Exercise:
The entries below must be returned exactly as they stand.

Stored data entries:
================

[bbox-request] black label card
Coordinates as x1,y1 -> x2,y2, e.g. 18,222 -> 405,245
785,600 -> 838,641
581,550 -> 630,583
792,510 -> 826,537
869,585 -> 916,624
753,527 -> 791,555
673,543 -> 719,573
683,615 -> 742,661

================

Final answer:
[bbox-request] black label card
Coordinates as x1,y1 -> x2,y2, e.g. 18,222 -> 405,245
785,600 -> 838,641
581,550 -> 630,583
792,510 -> 826,537
869,585 -> 916,624
753,527 -> 791,555
673,543 -> 719,573
683,615 -> 742,661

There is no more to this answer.